» **Exercise details**: Please reproduce the entries that follow without a single difference.

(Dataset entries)
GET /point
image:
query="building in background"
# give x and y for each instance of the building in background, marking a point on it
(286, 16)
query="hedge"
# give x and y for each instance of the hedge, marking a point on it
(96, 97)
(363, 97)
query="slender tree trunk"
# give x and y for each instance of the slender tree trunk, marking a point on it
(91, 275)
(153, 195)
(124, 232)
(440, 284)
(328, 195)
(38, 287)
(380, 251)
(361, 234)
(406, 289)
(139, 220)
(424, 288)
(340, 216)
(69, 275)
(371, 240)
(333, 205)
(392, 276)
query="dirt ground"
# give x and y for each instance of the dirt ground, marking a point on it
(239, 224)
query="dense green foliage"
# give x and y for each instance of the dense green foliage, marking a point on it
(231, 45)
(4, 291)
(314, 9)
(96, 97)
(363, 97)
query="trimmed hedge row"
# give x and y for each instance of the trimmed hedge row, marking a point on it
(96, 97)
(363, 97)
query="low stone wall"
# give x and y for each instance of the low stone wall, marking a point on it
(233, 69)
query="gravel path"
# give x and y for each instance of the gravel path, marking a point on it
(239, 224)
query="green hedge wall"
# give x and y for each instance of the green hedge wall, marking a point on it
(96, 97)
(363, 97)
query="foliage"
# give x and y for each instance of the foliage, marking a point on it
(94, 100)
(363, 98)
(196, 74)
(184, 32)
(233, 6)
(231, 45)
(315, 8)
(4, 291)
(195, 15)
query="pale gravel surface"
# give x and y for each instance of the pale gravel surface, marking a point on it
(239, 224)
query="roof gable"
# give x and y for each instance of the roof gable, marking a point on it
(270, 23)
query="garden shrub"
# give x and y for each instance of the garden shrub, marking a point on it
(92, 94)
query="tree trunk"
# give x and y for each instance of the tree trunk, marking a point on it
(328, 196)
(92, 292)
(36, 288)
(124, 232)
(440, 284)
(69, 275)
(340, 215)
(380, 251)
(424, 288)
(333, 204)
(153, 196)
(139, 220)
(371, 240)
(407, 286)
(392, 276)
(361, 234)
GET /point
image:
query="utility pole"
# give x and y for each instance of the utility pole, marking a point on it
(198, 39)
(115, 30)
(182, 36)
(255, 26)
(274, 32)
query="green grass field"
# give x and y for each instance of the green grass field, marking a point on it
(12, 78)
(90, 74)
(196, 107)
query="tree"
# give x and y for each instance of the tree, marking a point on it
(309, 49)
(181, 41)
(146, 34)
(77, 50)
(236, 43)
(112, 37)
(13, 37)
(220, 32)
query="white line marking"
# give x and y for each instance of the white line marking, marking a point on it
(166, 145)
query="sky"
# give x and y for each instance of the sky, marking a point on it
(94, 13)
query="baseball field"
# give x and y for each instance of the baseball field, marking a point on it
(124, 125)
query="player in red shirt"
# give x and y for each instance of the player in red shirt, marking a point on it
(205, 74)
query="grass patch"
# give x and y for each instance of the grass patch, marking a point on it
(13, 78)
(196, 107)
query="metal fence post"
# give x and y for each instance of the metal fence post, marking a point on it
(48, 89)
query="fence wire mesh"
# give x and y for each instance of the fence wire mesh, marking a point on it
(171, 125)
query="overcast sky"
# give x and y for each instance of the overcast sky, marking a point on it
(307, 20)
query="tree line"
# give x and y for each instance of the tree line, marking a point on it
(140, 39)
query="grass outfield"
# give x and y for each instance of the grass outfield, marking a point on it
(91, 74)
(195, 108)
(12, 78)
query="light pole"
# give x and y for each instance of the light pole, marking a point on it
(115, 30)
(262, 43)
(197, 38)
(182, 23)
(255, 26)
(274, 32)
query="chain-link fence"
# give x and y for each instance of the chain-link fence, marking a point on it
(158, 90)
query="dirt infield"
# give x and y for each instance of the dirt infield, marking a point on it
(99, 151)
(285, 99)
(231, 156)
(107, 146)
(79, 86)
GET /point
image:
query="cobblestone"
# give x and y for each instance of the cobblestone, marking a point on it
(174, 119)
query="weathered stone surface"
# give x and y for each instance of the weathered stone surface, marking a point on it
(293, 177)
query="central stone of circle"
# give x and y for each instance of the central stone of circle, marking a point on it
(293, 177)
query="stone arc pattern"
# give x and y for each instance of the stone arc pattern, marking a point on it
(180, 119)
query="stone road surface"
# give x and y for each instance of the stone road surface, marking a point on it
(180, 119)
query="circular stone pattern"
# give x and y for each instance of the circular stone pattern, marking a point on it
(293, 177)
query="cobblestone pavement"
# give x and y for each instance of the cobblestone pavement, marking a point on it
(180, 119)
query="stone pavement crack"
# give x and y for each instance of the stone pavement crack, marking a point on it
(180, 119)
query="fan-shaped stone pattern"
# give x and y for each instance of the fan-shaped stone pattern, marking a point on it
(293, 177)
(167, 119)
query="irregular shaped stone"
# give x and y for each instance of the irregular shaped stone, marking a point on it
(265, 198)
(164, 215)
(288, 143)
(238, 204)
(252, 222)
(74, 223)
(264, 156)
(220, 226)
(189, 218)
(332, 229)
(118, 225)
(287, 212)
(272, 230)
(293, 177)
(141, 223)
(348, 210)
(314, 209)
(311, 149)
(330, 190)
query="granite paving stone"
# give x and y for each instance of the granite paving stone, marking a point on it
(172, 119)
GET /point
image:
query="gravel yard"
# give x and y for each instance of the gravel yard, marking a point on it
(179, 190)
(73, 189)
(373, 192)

» **Task solution**:
GET /point
image:
query="building in background"
# give x and y for each instance of the building in background, marking a point on it
(286, 16)
query="hedge"
# give x and y for each instance of the hedge, marking a point on it
(96, 97)
(363, 97)
query="slender tree trunk"
# give x and y for each instance of the slender tree trunk, marking a point on it
(91, 275)
(153, 195)
(124, 232)
(440, 284)
(328, 195)
(38, 287)
(380, 251)
(361, 234)
(406, 289)
(139, 220)
(424, 288)
(340, 216)
(69, 275)
(371, 240)
(333, 205)
(392, 276)
query="dirt ground"
# give x and y for each instance of the dirt ground, marking a point on it
(239, 224)
query="dense green foliage"
# give x and y for each instance of the dense green foliage, marking a point on it
(231, 45)
(4, 291)
(314, 9)
(96, 97)
(363, 97)
query="trimmed hedge row"
# give x and y for each instance of the trimmed hedge row, marking a point on it
(96, 97)
(363, 97)
query="low stone wall"
# give x and y for each instance of the low stone wall, marking a point on it
(233, 69)
query="gravel path"
# give x and y for each instance of the gravel path, marking a point on it
(239, 224)
query="green hedge wall"
# give x and y for each instance of the green hedge wall, marking a point on it
(96, 97)
(363, 97)
query="foliage"
# give x and y for each instance of the foliage, marking a point on it
(94, 100)
(363, 98)
(196, 74)
(184, 32)
(233, 6)
(231, 45)
(315, 8)
(4, 291)
(195, 15)
query="pale gravel surface"
# give x and y for each instance of the pale gravel surface, marking a point on it
(239, 224)
query="roof gable"
# give x and y for each instance of the roof gable, marking a point on it
(270, 23)
query="garden shrub"
# give x and y for each instance of the garden shrub, marking a point on it
(92, 94)
query="tree trunk"
# give x and y for each instance of the tree trunk, marking a point on it
(328, 196)
(92, 292)
(36, 288)
(124, 232)
(440, 284)
(69, 275)
(340, 215)
(380, 251)
(424, 288)
(333, 204)
(153, 196)
(139, 220)
(371, 240)
(407, 286)
(392, 276)
(361, 234)
GET /point
image:
query="utility pole"
# give x and y for each instance of the utility pole, marking a point on it
(198, 39)
(115, 30)
(182, 36)
(255, 26)
(274, 32)
query="green grass field"
# give x and y for each instance of the green grass field, marking a point on it
(12, 78)
(90, 74)
(196, 107)
query="tree"
# give x and y for each instance of the tree, marking a point on it
(309, 49)
(181, 41)
(146, 34)
(77, 50)
(236, 43)
(112, 37)
(13, 37)
(220, 32)
query="white line marking"
# give x and y for each instance of the white line marking, marking a point on it
(166, 145)
query="sky"
# give x and y for each instance of the sky, marking a point on it
(94, 13)
query="baseball field"
# give x and y for each instance of the baseball field, marking a point on it
(124, 125)
query="player in red shirt"
# give x and y for each instance of the player in red shirt, marking a point on it
(205, 74)
query="grass patch"
# give x and y for each instance of the grass patch, marking a point on it
(13, 78)
(196, 107)
query="metal fence post"
# give x and y for each instance of the metal fence post, marking a point on it
(48, 89)
query="fence wire mesh"
# give x and y for each instance of the fence wire mesh, marking a point on it
(171, 125)
query="overcast sky"
# give x and y for each instance of the overcast sky, marking a point on it
(307, 20)
query="tree line"
# give x and y for each instance of the tree line, marking a point on it
(140, 39)
query="grass outfield"
# give x and y for each instance of the grass outfield, marking a point on it
(91, 74)
(195, 108)
(12, 78)
query="light pole"
# give x and y for each instance of the light pole, marking a point on it
(115, 30)
(262, 43)
(197, 38)
(182, 23)
(255, 26)
(274, 32)
query="chain-link fence"
# give x and y for each instance of the chain-link fence, marking a point on it
(158, 90)
query="dirt infield"
# give x and y for each instance of the dirt infield, marking a point on it
(99, 151)
(285, 99)
(231, 156)
(107, 146)
(79, 86)
GET /point
image:
query="cobblestone"
# give x and y for each instance of the cobblestone, marking a point on it
(174, 119)
query="weathered stone surface"
# give x and y for each instance of the weathered stone surface, marking a point on it
(293, 177)
query="central stone of circle"
# give x and y for each instance of the central stone of circle, marking a point on it
(293, 177)
query="stone arc pattern"
# give x and y for each instance of the stone arc pattern, marking a point on it
(180, 119)
query="stone road surface"
# give x and y for each instance of the stone road surface, marking a point on it
(180, 119)
query="circular stone pattern"
# give x and y for each instance of the circular stone pattern, marking a point on it
(293, 177)
query="cobblestone pavement"
# give x and y for each instance of the cobblestone pavement, marking a point on it
(180, 119)
query="stone pavement crack"
# give x and y for each instance of the stone pavement crack, marking a point on it
(180, 119)
query="fan-shaped stone pattern"
# give x and y for each instance of the fan-shaped stone pattern, marking a point on it
(293, 177)
(167, 119)
query="irregular shaped stone"
# give x and y for each instance of the irregular shaped stone, marking a point on it
(265, 198)
(164, 215)
(288, 143)
(238, 204)
(252, 222)
(74, 223)
(264, 156)
(220, 226)
(189, 218)
(332, 229)
(118, 225)
(287, 212)
(272, 230)
(293, 177)
(141, 223)
(348, 210)
(314, 209)
(311, 149)
(330, 190)
query="granite paving stone"
# give x and y for each instance of the granite paving stone, marking a point on it
(172, 119)
GET /point
image:
query="gravel yard"
# give x and y for each instance of the gravel yard, marking a point on it
(179, 190)
(73, 189)
(373, 192)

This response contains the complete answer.